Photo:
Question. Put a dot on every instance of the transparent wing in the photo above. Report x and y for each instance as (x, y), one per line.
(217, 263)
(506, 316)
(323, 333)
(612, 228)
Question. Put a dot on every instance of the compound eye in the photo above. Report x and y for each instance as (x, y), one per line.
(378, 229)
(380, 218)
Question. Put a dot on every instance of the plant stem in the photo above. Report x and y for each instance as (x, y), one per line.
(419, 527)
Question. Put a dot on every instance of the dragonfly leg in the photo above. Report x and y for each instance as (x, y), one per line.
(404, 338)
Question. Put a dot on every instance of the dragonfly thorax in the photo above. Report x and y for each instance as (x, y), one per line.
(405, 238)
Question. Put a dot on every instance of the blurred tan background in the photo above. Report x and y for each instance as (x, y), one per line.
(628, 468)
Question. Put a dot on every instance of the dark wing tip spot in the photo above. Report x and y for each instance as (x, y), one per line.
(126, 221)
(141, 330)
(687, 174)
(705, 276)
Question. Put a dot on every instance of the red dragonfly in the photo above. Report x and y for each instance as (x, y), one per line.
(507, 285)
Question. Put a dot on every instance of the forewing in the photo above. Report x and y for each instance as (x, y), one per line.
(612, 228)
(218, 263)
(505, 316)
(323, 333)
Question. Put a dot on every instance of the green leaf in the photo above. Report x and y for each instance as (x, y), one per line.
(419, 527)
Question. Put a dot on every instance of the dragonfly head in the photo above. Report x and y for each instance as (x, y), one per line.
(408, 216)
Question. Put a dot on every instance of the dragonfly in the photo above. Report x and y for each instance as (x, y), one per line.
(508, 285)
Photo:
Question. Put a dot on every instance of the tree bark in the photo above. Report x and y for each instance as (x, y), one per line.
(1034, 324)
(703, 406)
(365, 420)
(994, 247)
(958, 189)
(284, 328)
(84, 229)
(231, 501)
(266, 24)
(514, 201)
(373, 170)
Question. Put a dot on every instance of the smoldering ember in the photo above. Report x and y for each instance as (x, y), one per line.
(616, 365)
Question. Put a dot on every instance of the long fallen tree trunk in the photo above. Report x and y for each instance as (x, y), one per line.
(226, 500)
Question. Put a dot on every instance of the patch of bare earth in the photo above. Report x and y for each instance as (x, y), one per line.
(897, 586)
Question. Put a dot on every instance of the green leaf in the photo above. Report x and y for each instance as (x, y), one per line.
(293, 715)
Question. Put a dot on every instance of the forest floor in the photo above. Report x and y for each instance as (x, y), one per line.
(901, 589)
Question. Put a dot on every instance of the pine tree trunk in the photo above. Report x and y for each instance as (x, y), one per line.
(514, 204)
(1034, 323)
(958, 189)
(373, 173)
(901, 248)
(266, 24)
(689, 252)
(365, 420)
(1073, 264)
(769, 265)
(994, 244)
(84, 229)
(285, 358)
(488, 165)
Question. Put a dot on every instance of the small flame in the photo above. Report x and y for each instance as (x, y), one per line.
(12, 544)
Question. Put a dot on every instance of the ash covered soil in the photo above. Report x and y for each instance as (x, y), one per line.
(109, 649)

TASK DIRECTIONS: Only the lines from the one with "Question. Put a dot on every instance of the pine" through the end of the data should be printed, each exactly as it appears.

REPLY:
Question. Put a dot on every instance of the pine tree trunk in the photo above. Report x and y for each instance as (x, y), one per line.
(514, 204)
(1034, 323)
(958, 189)
(373, 173)
(901, 248)
(266, 24)
(689, 252)
(365, 420)
(1073, 264)
(769, 265)
(994, 244)
(84, 229)
(285, 358)
(488, 165)
Question. Put a dot on every instance of the small flame in the photo above. Report x and y for each instance as (x, y), one per line.
(12, 544)
Question. Put a dot on every instance of the ash covered soil in the photo above. Report x and y for each instance as (x, y), one per line.
(109, 649)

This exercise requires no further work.